Answer these questions from the passage on the Timberwolves' draft picks:
(a) According to Woj's report, which team likely sent the Cavs the top-10-protected 2015 first-rounder?
(b) To which team do the Wolves owe their own 2015 first-rounder?
(c) What will the Wolves owe that team if they have not sent it a first by 2016?

PASSAGE GIVEN ->
>>>>
The 2015 first-rounder — which Woj reports is likely to be the top-10-protected pick that the Heat sent the Cavs in the 2010 LeBron sign-and-trade — helps, too. Losing Love also "helps" the Wolves' chances of keeping their own 2015 first-rounder, which they owe the Phoenix Suns as part of a 2012 three-way deal ... so long as it doesn't land in the top 12 of the draft this year or next. (If Minny hasn't sent Phoenix a first by 2016, they'll owe the Suns two second-rounders.) A youth-heavy, star-light Timberwolves squad seems like a safe bet to land in the lottery next season (at least), especially in the crowded West.
<<<<
DATA EXTRACT ->
>>>>
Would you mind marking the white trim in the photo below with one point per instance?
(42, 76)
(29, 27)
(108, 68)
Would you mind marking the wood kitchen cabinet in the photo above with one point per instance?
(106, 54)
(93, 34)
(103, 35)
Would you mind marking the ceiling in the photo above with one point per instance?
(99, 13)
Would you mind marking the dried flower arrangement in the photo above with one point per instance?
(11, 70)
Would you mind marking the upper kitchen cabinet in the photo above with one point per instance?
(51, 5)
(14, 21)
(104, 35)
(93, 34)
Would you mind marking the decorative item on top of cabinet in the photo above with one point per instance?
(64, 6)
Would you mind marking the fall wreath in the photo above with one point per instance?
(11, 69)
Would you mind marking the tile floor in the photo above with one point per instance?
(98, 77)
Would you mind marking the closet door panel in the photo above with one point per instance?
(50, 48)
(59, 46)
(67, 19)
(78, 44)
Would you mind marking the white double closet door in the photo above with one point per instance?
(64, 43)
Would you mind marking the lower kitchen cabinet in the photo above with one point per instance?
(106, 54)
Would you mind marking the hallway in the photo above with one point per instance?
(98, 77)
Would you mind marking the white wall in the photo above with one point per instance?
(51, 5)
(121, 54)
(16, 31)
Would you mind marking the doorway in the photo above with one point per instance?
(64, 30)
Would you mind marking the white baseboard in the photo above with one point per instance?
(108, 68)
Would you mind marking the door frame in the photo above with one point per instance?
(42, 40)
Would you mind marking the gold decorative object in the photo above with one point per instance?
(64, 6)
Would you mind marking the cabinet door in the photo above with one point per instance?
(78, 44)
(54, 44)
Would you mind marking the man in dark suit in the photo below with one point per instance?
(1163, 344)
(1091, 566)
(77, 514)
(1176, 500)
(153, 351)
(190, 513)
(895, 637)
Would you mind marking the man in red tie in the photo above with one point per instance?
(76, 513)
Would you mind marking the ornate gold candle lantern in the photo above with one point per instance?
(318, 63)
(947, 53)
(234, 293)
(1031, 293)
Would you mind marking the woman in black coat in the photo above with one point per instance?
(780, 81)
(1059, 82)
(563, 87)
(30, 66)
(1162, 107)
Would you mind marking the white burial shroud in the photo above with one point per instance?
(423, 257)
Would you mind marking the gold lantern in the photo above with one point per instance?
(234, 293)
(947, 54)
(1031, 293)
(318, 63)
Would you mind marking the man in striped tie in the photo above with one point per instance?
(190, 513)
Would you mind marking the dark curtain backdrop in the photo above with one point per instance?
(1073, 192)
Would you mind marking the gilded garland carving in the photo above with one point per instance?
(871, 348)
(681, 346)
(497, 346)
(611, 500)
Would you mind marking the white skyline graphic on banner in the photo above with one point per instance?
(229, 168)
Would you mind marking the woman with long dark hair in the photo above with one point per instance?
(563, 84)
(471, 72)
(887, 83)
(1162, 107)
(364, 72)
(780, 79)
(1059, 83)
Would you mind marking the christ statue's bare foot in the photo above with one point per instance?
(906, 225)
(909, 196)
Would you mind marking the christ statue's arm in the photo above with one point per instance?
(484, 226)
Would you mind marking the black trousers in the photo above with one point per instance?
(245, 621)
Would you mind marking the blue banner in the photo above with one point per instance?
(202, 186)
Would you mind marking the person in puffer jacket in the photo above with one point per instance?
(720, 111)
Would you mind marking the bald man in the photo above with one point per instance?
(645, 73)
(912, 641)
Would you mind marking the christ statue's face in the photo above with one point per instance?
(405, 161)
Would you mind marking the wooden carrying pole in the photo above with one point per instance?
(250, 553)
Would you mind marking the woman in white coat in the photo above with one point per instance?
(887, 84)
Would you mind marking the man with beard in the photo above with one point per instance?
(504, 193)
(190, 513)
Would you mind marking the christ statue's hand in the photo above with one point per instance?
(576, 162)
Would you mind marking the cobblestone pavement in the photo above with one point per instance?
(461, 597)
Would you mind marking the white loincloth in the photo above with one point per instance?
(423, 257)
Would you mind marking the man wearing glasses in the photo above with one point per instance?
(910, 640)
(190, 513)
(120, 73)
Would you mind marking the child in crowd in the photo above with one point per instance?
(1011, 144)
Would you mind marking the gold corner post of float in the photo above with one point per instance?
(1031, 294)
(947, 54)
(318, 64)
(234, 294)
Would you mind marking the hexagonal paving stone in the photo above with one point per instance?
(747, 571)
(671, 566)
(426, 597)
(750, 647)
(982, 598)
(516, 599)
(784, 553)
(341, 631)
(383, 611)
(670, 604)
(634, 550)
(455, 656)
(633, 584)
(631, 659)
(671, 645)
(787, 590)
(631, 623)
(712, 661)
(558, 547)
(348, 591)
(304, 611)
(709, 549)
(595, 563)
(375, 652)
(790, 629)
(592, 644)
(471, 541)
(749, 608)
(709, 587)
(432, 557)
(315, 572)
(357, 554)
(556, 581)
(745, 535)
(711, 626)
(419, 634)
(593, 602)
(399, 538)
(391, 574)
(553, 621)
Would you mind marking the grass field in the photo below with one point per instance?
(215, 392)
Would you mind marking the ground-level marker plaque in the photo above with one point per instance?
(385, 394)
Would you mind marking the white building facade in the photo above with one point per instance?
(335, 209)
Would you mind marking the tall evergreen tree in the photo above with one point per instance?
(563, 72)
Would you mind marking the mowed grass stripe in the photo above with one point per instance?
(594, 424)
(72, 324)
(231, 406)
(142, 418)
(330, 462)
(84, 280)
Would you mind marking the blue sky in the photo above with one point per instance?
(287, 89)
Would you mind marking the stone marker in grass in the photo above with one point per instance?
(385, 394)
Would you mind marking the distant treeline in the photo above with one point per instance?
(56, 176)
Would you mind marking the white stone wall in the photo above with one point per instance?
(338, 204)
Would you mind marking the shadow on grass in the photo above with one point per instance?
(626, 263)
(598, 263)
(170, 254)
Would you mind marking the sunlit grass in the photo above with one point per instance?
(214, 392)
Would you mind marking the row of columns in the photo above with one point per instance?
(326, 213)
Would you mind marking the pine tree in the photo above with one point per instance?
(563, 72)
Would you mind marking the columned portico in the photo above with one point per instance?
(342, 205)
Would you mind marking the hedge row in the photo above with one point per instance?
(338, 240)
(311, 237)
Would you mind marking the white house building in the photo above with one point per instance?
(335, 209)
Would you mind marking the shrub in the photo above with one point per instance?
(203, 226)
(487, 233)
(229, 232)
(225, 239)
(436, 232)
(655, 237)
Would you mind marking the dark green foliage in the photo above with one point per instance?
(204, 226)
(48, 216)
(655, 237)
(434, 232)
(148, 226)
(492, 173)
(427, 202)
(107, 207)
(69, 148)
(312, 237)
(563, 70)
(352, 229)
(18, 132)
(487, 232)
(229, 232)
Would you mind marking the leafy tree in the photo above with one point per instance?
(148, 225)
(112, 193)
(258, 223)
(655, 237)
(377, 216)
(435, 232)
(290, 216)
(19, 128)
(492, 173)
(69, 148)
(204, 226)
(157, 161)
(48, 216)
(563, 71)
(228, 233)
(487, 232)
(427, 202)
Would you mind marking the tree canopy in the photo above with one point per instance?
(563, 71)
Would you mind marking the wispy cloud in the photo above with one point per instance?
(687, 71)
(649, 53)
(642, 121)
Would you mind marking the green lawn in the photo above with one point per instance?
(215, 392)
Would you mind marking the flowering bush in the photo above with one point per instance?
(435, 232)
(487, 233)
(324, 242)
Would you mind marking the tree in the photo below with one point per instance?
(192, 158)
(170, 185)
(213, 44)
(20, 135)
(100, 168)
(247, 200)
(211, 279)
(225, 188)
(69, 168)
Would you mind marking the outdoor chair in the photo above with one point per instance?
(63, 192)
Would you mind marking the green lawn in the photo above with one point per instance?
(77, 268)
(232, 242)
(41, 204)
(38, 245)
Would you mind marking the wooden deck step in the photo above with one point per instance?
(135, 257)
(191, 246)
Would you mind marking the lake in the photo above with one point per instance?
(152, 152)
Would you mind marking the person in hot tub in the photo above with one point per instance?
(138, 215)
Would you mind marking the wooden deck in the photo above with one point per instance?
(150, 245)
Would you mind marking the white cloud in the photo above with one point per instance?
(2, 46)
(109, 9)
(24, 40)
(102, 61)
<<<<
CORRECT RESULT ->
(a) The Heat, in the 2010 LeBron sign-and-trade.
(b) The Phoenix Suns, as part of a 2012 three-way deal.
(c) Two second-rounders.